**TASK REQUIREMENTS**:
1/ In the COCO segmentation text below, why does the iterator function load two json files? Answer in one to three sentences.
2/ Proceed with the COCO segmentation text from the point where it stops.

**SOURCE**:
This example used the COCO file format to save the segmentation and image information and features, it can be extended to include more categories and segmentation methods ( polygon, pixel map ) or representations - uncompressed/ compressed Run Length Encoding (RLE) The following iterator function defines a COCO dataset object by loading 2 json files which contains ground truth and predicted segmentation in COCO format on a set of images from COCO dataset.

   def data_iter():
        cocoGt=COCO(annotation_path)
        #initialize COCO detections api
        coco=cocoGt.loadRes(resFile)
        catNms=['person']
        catIds = coco.getCatIds(catNms)
        imgIds = coco.getImgIds(catIds=catIds )
        for img_id in imgIds:
            img = coco.loadImgs(ids = [img_id])[0]
            sample_dict = {}
            sample_dict["id"] = id
            sample_dict["height"] = img['height']
            sample_dict["width"] = img['width']
            for index,catID in enumerate(catIds) :
                pred_annIds = coco.getAnnIds(imgIds=img_id, catIds=[catID], iscrowd=None)
                target_annIds = cocoGt.getAnnIds(imgIds=img_id, catIds=[str(catID)], iscrowd=None)

A block of data:
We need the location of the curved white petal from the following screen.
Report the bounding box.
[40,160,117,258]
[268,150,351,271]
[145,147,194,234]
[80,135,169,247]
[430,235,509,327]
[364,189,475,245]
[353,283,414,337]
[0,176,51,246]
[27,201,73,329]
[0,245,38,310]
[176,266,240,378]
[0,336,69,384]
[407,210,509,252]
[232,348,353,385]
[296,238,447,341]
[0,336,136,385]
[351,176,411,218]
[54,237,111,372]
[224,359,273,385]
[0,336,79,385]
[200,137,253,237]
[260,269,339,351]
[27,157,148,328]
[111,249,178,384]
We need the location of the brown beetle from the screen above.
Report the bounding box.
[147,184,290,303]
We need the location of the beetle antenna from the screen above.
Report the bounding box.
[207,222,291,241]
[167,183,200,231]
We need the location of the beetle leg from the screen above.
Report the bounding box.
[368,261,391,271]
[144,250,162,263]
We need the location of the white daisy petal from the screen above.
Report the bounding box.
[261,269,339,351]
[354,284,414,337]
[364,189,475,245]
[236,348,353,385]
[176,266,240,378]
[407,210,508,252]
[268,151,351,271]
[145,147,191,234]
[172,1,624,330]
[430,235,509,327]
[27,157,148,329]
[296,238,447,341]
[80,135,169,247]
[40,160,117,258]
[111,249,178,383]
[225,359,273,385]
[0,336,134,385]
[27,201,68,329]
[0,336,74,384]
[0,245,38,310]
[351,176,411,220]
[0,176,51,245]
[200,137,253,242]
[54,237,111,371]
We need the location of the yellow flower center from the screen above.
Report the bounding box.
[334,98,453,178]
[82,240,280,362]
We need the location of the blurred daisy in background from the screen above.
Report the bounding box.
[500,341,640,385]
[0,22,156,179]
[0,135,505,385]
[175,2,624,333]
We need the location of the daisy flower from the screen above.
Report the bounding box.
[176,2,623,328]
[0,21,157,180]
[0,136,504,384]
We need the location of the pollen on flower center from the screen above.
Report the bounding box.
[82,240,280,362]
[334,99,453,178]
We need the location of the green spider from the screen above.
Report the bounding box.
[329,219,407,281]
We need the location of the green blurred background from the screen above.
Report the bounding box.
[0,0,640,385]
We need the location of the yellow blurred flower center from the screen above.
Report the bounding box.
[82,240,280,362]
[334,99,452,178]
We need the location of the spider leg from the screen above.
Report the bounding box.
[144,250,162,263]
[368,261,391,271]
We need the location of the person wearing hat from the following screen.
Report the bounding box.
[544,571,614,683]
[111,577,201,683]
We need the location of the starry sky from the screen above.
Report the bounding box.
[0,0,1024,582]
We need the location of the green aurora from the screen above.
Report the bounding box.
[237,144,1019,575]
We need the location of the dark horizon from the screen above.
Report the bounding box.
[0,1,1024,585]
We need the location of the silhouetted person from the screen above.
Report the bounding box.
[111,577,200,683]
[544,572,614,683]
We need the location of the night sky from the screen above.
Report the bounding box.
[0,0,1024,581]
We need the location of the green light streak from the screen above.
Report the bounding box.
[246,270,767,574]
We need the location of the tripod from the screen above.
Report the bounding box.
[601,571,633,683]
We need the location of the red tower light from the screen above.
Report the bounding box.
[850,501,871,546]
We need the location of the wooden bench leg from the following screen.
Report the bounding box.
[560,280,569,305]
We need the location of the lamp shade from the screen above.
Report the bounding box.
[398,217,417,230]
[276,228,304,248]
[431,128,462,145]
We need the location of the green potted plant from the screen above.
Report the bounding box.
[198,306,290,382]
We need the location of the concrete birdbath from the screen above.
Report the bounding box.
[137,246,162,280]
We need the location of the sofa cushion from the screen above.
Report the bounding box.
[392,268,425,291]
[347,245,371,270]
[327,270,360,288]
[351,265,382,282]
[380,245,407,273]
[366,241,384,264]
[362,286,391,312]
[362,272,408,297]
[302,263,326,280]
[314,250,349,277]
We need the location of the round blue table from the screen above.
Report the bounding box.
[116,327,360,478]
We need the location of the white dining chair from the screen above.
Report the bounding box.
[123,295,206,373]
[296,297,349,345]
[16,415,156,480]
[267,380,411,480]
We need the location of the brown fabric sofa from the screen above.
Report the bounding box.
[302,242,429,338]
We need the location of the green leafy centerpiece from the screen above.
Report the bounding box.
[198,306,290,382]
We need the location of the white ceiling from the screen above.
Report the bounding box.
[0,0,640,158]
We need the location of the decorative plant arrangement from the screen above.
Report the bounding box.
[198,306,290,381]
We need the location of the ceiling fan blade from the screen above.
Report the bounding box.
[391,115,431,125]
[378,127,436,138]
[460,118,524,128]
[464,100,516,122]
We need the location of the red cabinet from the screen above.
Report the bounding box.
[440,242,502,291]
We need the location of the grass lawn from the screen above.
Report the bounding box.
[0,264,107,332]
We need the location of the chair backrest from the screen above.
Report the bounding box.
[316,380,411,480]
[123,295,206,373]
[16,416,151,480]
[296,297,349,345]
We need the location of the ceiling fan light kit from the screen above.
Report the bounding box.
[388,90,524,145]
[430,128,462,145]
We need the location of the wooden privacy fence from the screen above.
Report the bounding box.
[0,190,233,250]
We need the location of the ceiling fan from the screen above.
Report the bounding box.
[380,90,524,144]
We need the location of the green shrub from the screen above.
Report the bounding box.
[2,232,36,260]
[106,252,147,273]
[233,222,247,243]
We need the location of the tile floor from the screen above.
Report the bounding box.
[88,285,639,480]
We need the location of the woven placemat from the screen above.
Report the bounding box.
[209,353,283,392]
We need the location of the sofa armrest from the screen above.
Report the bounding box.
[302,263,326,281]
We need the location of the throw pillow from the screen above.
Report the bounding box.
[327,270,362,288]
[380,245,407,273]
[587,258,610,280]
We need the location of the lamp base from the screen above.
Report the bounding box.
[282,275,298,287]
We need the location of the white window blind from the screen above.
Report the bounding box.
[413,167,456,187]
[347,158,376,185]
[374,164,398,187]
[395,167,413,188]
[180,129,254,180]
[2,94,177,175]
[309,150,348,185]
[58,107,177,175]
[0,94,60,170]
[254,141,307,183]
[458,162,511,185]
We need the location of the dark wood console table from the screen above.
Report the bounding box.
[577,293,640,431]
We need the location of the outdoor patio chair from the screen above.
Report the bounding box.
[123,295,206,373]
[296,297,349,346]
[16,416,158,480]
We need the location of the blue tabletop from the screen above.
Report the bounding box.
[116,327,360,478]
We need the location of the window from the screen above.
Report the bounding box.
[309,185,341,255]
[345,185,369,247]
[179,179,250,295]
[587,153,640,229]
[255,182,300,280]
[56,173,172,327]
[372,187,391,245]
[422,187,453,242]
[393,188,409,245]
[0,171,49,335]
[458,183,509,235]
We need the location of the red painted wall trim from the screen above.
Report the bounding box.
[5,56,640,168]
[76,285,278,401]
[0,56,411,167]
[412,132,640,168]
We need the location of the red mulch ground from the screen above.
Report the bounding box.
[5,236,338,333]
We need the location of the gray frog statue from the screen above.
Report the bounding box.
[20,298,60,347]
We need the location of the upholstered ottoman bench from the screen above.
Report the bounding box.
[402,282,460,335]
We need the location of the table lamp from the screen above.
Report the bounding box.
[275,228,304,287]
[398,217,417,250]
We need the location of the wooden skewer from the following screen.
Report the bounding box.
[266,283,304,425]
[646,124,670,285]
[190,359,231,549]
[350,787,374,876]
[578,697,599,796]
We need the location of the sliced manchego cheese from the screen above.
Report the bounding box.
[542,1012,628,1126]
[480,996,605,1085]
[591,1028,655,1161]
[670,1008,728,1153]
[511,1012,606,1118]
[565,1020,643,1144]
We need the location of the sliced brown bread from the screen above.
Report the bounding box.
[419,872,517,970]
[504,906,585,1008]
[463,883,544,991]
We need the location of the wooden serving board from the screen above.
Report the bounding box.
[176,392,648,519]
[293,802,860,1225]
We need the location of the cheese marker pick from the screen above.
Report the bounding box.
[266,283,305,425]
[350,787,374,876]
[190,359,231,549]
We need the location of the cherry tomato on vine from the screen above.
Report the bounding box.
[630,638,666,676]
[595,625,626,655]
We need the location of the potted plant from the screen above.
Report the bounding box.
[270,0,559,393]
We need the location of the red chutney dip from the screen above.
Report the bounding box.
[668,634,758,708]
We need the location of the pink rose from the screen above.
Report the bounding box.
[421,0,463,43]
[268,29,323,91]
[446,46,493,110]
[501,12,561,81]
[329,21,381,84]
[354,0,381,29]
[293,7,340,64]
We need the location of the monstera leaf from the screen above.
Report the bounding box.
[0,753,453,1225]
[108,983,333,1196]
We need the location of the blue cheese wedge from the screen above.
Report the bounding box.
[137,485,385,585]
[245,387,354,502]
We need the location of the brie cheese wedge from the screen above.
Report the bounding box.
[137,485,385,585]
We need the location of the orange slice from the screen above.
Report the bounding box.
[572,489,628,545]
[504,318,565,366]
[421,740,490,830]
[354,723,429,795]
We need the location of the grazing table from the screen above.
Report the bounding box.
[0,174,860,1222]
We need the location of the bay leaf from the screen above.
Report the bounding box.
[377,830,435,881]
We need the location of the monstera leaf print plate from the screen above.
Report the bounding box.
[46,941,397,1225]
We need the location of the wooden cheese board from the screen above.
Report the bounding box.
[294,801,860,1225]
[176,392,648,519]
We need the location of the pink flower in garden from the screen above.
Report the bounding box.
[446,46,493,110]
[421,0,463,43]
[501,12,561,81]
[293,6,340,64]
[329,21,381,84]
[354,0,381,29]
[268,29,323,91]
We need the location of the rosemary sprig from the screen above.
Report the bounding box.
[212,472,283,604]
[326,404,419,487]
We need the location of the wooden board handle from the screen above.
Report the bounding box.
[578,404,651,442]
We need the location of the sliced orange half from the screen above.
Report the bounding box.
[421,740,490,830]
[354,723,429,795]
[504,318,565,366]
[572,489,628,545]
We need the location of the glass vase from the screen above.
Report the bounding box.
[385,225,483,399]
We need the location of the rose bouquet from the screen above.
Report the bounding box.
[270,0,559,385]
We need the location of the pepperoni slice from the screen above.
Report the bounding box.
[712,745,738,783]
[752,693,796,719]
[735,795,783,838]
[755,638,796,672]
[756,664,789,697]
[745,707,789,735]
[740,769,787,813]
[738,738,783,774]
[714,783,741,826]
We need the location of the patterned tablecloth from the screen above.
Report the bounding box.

**TASK-BY-TASK RESULTS**:
1/ The iterator loads two json files because one holds the ground-truth segmentation and the other holds the predicted segmentation. Both are in COCO format and cover a set of images from the COCO dataset.

2/
                pred_annotations = [seg["bbox"] for seg in coco.loadAnns(pred_annIds)]
                target_annotations = [seg["bbox"] for seg in cocoGt.loadAnns(target_annIds)]
                sample_dict[f"pred.array_bbox_person"] = pred_annotations
                sample_dict[f"label.array_bbox_person"] = target_annotations
            yield sample_dict

The following code computes the recall score in a detection task :

 # define iterator

    # list of metrics
    metrics = OrderedDict([
            ("recall_bbox_person", MetricDetectionRecall(pred="pred.array_bbox_person", target="label.array_bbox_person" , segmentation_pred_type = "bbox", segmentation_target_type = "bbox", height='height', width = 'width')),

    ])

    evaluator = EvaluatorDefault()
    results = evaluator.eval(ids=None, data=data_iter(),batch_size=60, metrics=metrics)

In this example we use the MetricDetectionRecall metric class. But in a similar fashion, other implemented metrics for segmentation problems can be used:

MetricInstanceIouJaccard calculates the mean intersection over union over detected objetcs ( defined by iou threshold ).
MetricDetectionPrecision calculates the Precision score over detected objects ( defined by iou threshold ).

4. Group analysis

We can use the GroupAnalysis class to evaluate metrics according to feature groups in the data. For example, suppose that we have another column in the DataFrame called "gender" that can take values of "male" or "female". Then we can evaluate the AUC metric separately for males and females (and compute the average) by wrapping the metric class with the GroupAnalysis class as follows:

metrics = OrderedDict([
        ("auc_per_group", GroupAnalysis(MetricAUCROC(pred="pred", target="target"), group="gender"))
])

Note that it is also possible to define a sequence of two metrics and then compute the AUC both separetely per group and for all the groups together:

metrics = OrderedDict([
        ("auc", MetricAUCROC(pred="pred", target="target"),
        ("auc_per_group", GroupAnalysis(MetricAUCROC(pred="pred", target="target"), group="gender"))
])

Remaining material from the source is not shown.